• TASK DETAILS
Please retype all of the following entries exactly.

• SUPPLIED MATERIAL

-------

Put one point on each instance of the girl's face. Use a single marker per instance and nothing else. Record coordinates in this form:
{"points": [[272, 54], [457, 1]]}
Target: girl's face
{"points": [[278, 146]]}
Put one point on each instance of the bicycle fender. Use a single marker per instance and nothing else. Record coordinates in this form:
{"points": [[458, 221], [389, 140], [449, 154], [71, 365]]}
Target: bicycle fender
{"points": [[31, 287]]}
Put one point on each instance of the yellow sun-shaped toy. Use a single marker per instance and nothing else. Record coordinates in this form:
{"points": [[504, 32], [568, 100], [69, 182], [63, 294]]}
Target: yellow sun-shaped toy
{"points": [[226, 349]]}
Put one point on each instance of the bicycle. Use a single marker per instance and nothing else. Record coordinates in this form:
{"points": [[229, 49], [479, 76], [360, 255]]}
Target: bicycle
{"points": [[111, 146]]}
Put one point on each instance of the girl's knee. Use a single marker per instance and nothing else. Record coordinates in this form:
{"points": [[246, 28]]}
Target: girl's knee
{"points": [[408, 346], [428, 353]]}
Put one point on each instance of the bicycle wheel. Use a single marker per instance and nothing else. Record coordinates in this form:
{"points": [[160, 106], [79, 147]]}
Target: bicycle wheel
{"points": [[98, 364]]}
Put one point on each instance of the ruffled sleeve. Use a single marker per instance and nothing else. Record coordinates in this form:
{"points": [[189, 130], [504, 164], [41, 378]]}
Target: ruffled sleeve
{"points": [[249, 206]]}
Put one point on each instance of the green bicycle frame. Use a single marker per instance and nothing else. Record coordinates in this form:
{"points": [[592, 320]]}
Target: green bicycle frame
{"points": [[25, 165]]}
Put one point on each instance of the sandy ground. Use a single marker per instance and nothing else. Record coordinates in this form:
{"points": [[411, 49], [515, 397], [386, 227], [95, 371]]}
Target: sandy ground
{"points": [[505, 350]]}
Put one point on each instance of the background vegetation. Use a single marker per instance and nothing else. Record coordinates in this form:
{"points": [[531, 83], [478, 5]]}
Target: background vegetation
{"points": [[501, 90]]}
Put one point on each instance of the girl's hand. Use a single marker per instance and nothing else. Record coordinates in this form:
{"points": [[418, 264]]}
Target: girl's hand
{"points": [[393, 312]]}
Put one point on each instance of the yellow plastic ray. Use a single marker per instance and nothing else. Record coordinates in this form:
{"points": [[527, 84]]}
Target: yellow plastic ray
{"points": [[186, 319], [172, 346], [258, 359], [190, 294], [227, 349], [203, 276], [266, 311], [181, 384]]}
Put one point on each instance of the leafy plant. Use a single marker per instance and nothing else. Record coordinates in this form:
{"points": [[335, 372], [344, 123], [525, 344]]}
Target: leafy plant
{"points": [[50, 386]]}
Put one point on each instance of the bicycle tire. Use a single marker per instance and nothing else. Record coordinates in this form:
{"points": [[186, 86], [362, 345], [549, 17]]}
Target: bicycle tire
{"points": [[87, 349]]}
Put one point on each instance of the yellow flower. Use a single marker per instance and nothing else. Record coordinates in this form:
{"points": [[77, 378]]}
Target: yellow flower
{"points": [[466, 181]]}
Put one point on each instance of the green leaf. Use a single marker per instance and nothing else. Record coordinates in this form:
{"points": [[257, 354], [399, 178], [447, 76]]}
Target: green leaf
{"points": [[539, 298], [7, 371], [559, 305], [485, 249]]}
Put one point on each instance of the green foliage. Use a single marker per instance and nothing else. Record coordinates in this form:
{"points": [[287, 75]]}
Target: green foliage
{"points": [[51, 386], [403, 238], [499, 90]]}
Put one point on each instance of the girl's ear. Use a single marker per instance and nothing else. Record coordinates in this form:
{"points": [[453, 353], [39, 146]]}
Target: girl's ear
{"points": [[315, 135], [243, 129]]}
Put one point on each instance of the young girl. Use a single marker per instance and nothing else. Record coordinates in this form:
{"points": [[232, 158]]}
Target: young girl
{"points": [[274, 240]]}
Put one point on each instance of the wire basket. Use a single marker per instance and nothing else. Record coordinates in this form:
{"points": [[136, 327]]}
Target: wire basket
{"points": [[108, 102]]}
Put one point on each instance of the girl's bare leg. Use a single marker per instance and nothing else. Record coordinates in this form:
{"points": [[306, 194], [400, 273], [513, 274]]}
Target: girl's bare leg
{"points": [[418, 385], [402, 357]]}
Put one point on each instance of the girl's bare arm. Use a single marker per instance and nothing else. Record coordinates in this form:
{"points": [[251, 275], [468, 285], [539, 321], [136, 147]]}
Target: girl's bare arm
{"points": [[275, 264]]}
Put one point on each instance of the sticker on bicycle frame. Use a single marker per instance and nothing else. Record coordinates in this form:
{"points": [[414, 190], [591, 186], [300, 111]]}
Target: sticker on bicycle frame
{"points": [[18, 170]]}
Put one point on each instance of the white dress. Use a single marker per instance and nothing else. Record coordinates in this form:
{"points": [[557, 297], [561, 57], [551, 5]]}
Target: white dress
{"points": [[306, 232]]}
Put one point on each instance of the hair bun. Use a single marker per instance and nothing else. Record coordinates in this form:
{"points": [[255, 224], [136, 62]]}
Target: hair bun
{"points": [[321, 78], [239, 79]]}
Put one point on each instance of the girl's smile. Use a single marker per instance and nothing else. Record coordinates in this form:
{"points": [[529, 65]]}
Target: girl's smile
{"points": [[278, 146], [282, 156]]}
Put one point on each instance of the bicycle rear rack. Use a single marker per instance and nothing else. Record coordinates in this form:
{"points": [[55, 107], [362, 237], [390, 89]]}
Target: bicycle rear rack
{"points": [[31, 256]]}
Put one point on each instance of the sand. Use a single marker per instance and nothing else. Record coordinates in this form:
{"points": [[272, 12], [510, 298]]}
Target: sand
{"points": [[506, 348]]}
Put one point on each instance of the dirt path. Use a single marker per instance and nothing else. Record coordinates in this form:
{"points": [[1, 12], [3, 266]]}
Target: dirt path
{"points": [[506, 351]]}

-------

• TASK RESULT
Put one point on each instance of the girl's face. Use a single marker per instance and nothing else. Record coordinates in this form:
{"points": [[272, 54], [457, 1]]}
Target: girl's face
{"points": [[278, 146]]}
Put one point on each instance of the bicycle fender. Use a single marker per instance and nothing else. Record coordinates in this form:
{"points": [[458, 221], [389, 140], [449, 154], [71, 365]]}
Target: bicycle fender
{"points": [[31, 287]]}
Put one point on each instance of the yellow sun-shaped toy. Use a single marker per instance and nothing else. Record coordinates in this form:
{"points": [[504, 32], [568, 100], [69, 182], [63, 294]]}
Target: yellow sun-shaped toy
{"points": [[226, 349]]}
Put one point on each instance of the bicycle. Use a single marker per instance and nothing else. Record coordinates in this form:
{"points": [[229, 49], [479, 76], [360, 255]]}
Target: bicycle
{"points": [[111, 146]]}
Put one point on each instance of the girl's knee. Use a single marker per instance and nothing else. Record coordinates in this form:
{"points": [[246, 28]]}
Target: girl's knee
{"points": [[408, 346], [428, 353]]}
Put one point on each instance of the bicycle wheel. Use a single marker per instance and nothing else. Record coordinates in this form:
{"points": [[160, 106], [79, 147]]}
Target: bicycle wheel
{"points": [[98, 364]]}
Put one point on each instance of the ruffled sleeve. Use a single marker per instance and nothing else. Record coordinates in this form:
{"points": [[189, 130], [504, 164], [41, 378]]}
Target: ruffled sleeve
{"points": [[249, 206]]}
Put one point on each instance of the green bicycle frame. Use a single marker per instance and nothing else. Record coordinates in this form:
{"points": [[592, 320]]}
Target: green bicycle frame
{"points": [[25, 165]]}
Put one point on each instance of the sandy ground. Use a single marker per instance and nothing else. Record coordinates in this form:
{"points": [[411, 49], [515, 397], [386, 227], [95, 371]]}
Target: sandy ground
{"points": [[505, 350]]}
Put one point on each instance of the background vegetation. Use a single marker per instance and nothing else. Record coordinates in this form:
{"points": [[531, 83], [478, 5]]}
Target: background vegetation
{"points": [[501, 90]]}
Put one point on each instance of the girl's hand. Use a single marker per instance and nothing else. Record coordinates in this form:
{"points": [[418, 264]]}
Target: girl's hand
{"points": [[393, 312]]}
Put one point on each instance of the yellow plastic ray. Use a single marker per instance and nothing else. Record coordinates in this form:
{"points": [[527, 84]]}
Target: yellow plastic ray
{"points": [[186, 319], [172, 346], [258, 359], [190, 294], [227, 349], [203, 276], [266, 311], [181, 384]]}
Put one point on each instance of the leafy plant. Use a single marker per instance and nothing else. Record coordinates in this form:
{"points": [[335, 372], [344, 123], [525, 344]]}
Target: leafy plant
{"points": [[50, 386]]}
Put one point on each instance of the bicycle tire. Use a single marker per instance and nothing else. Record coordinates in this form:
{"points": [[186, 86], [362, 345], [549, 17]]}
Target: bicycle tire
{"points": [[87, 349]]}
Put one point on each instance of the yellow flower. Use a single marker per instance and nothing else. Record coordinates in this form:
{"points": [[77, 378]]}
Target: yellow flower
{"points": [[466, 181]]}
Put one point on each instance of the green leaf. Use a single marker per instance and nothing else. Record coordinates in this form:
{"points": [[257, 354], [399, 178], [447, 76]]}
Target: green leaf
{"points": [[539, 298], [7, 371], [559, 305], [485, 249]]}
Put one point on each instance of the green foliage. Use a single marker per instance and nothing else. Record coordinates in this form:
{"points": [[287, 75]]}
Target: green foliage
{"points": [[51, 386], [403, 238], [499, 90]]}
Put one point on each instance of the girl's ear. Use a single marker per instance and nothing else. Record coordinates in this form:
{"points": [[453, 353], [39, 146]]}
Target: girl's ear
{"points": [[315, 135], [243, 129]]}
Put one point on each instance of the young girl. Use a single marker per instance and nothing else. Record coordinates in this form:
{"points": [[232, 158]]}
Target: young girl
{"points": [[274, 240]]}
Put one point on each instance of the wire basket. Use a single marker per instance and nothing else. Record coordinates in this form:
{"points": [[136, 327]]}
Target: wire basket
{"points": [[108, 102]]}
Put one point on each instance of the girl's bare leg. Use a single marker per instance and nothing else. Record coordinates in this form:
{"points": [[306, 194], [400, 273], [513, 274]]}
Target: girl's bare leg
{"points": [[418, 385], [402, 357]]}
Put one point on each instance of the girl's bare arm. Use a single marker per instance and nothing else. Record coordinates in this form:
{"points": [[251, 275], [468, 285], [539, 321], [136, 147]]}
Target: girl's bare arm
{"points": [[275, 264]]}
Put one point on each instance of the sticker on bicycle frame. Use a single marker per instance and nothing else. Record coordinates in this form:
{"points": [[414, 190], [591, 186], [300, 111]]}
Target: sticker on bicycle frame
{"points": [[18, 170]]}
Put one point on each instance of the white dress. Use a single marker per instance and nothing else. Record coordinates in this form:
{"points": [[557, 297], [561, 57], [551, 5]]}
Target: white dress
{"points": [[306, 232]]}
Put one point on each instance of the hair bun. Use a single marker per instance and nothing else. Record coordinates in this form:
{"points": [[255, 224], [136, 62]]}
Target: hair bun
{"points": [[321, 78], [239, 79]]}
Put one point on each instance of the girl's smile. Use a single marker per instance and nothing else. Record coordinates in this form:
{"points": [[529, 65]]}
Target: girl's smile
{"points": [[278, 146], [282, 156]]}
Put one point on each instance of the bicycle rear rack. Use a single marker per instance and nothing else. Record coordinates in this form:
{"points": [[55, 107], [362, 237], [390, 89]]}
Target: bicycle rear rack
{"points": [[31, 256]]}
Put one point on each instance of the sand. Use a single marker per instance and nothing else. Record coordinates in this form:
{"points": [[272, 12], [510, 298]]}
Target: sand
{"points": [[506, 348]]}
Put one point on each instance of the dirt path. Use a single marker per instance and nothing else. Record coordinates in this form:
{"points": [[1, 12], [3, 266]]}
Target: dirt path
{"points": [[506, 351]]}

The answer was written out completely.